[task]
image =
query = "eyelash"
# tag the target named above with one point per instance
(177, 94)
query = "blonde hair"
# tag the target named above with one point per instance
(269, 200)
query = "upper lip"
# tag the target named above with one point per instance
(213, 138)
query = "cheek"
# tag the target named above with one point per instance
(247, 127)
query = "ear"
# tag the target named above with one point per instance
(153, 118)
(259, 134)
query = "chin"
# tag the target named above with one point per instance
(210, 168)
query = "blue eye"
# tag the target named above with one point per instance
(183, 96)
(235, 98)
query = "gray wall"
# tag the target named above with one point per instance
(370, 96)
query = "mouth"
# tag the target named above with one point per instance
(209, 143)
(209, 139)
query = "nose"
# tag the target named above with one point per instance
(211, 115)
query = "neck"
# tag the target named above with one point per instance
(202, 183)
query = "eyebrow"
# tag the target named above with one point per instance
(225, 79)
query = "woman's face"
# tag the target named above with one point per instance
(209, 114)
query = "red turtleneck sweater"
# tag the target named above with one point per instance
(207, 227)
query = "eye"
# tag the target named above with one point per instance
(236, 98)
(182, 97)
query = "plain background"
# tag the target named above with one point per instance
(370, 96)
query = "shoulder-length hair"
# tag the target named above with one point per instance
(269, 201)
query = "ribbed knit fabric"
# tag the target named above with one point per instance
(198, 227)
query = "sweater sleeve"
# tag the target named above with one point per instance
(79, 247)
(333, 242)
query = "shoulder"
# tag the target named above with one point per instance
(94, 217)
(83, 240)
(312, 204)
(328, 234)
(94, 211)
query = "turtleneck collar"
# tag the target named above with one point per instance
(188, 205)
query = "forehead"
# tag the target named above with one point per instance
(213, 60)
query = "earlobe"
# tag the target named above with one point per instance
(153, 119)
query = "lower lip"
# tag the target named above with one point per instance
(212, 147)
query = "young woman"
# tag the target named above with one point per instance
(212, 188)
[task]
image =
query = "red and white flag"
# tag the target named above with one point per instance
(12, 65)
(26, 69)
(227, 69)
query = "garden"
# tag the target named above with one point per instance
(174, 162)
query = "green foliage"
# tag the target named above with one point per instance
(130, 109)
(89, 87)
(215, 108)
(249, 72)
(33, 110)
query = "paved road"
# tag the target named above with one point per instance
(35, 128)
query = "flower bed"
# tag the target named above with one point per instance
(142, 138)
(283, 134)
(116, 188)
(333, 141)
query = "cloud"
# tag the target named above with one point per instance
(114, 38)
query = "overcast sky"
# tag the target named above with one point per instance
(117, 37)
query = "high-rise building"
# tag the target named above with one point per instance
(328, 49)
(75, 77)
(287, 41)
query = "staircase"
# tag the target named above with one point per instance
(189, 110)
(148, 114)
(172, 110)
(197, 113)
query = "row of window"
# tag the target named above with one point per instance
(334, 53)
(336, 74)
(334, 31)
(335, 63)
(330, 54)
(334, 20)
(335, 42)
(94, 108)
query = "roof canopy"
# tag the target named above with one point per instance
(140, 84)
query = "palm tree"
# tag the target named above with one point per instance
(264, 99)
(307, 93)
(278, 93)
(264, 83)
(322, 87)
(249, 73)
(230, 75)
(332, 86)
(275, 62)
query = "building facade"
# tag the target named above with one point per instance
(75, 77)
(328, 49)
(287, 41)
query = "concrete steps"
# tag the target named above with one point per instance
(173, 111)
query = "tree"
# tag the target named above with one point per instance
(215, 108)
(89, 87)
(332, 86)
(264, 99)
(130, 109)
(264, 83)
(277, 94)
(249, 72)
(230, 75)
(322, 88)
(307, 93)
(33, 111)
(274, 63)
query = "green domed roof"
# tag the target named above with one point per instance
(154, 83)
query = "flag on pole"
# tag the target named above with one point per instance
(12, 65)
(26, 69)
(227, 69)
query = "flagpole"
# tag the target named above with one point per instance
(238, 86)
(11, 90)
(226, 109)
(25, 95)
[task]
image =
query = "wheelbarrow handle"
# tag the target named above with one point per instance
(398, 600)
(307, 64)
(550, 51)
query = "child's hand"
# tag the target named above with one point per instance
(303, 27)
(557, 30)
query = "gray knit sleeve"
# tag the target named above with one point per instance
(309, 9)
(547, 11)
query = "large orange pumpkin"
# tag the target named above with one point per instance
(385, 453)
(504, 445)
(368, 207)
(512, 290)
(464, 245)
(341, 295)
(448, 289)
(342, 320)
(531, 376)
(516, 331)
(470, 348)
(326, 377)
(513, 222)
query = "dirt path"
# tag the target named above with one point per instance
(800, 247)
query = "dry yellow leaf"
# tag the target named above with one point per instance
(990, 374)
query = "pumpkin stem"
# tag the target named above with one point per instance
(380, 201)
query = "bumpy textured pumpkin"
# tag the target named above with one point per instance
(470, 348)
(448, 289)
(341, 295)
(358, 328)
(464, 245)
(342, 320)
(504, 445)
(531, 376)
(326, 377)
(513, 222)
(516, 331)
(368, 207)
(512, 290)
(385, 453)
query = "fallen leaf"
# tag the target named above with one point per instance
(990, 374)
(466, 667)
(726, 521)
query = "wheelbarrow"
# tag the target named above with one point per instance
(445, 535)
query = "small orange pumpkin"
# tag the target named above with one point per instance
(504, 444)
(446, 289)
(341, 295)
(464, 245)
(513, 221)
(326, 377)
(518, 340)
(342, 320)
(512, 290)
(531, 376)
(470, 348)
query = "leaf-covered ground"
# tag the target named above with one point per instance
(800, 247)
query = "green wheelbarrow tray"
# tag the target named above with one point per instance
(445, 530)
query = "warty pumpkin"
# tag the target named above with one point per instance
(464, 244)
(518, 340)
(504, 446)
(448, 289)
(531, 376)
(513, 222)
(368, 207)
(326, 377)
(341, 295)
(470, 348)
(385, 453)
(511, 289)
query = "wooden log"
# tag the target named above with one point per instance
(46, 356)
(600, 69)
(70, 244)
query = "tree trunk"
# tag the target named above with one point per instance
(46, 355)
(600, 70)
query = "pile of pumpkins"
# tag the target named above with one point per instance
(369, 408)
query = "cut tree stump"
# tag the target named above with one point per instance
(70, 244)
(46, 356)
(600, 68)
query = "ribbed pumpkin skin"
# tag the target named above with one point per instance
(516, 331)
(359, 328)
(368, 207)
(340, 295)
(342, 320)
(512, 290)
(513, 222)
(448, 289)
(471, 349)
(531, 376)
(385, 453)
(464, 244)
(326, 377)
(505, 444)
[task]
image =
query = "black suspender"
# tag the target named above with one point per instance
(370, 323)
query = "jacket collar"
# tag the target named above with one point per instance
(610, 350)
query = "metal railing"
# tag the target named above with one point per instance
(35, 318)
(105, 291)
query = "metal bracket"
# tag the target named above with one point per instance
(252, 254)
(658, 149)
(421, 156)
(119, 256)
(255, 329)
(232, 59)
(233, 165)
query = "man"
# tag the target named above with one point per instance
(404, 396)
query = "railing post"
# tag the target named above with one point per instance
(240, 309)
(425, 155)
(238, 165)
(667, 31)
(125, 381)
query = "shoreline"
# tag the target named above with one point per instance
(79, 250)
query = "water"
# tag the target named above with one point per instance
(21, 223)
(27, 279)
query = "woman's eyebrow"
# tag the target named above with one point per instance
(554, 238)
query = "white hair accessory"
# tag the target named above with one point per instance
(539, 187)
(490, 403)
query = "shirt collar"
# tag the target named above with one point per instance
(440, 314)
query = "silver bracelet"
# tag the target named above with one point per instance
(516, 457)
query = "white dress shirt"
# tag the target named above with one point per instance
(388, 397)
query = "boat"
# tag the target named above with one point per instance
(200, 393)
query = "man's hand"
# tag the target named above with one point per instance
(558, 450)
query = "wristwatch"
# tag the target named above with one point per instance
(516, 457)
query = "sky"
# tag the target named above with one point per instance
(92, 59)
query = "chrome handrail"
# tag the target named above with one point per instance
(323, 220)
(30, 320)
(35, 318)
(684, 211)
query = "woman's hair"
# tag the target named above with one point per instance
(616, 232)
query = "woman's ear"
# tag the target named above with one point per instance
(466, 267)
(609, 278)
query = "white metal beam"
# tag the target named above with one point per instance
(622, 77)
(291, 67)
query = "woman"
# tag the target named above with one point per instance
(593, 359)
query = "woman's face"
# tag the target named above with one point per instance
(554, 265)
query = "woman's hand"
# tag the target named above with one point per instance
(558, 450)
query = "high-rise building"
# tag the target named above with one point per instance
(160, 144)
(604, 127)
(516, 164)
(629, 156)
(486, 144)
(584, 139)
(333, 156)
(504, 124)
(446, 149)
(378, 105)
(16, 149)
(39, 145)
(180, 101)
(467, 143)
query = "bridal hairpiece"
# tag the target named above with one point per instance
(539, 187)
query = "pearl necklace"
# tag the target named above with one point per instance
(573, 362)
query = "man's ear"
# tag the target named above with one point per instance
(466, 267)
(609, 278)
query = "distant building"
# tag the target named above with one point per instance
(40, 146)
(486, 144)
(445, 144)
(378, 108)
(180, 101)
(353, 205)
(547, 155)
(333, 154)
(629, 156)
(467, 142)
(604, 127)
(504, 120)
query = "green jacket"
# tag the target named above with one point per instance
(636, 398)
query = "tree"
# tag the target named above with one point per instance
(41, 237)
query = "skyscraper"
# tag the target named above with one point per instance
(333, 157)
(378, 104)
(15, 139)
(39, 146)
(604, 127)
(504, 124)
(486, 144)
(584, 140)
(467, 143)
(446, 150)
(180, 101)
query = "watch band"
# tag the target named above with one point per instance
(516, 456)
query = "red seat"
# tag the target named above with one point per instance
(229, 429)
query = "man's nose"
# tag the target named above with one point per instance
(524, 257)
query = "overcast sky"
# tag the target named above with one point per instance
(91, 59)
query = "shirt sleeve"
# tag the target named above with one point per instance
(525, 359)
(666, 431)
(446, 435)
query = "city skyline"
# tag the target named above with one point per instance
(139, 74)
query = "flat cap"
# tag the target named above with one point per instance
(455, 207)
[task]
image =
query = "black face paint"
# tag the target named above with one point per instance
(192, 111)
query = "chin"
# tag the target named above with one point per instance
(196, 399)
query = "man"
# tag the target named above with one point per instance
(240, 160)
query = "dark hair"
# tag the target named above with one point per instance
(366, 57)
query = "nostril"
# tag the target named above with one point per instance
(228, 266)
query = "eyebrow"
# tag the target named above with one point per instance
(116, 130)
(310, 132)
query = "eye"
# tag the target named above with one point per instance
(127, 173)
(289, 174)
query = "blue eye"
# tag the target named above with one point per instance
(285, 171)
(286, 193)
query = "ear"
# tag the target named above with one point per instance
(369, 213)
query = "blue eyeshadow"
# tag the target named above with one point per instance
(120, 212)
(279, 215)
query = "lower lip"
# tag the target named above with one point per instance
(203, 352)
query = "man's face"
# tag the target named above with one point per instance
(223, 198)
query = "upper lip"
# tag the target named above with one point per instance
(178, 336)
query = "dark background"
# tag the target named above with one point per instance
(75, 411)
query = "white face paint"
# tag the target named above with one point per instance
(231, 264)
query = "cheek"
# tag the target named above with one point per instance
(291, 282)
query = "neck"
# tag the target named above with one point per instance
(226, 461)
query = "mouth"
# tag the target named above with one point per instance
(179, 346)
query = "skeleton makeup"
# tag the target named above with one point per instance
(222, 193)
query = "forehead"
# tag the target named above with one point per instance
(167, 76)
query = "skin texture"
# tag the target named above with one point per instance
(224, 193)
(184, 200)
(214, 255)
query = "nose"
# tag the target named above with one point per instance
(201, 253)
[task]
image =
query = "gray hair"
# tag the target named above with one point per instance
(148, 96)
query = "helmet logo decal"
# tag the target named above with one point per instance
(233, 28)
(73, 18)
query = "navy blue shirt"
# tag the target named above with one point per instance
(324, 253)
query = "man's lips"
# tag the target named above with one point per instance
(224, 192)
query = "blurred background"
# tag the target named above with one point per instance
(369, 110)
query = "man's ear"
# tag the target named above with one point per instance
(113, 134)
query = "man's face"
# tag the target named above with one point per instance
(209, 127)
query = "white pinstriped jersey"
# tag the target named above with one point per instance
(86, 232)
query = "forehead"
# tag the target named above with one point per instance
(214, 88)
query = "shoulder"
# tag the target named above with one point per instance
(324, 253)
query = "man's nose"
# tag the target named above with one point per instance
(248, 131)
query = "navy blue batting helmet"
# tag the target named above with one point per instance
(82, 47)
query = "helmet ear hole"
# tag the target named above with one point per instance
════════════════
Your instructions: Above are the records. Identify each line that contains the word "orange".

Answer section:
query = "large orange pumpkin"
query = "small orange pumpkin"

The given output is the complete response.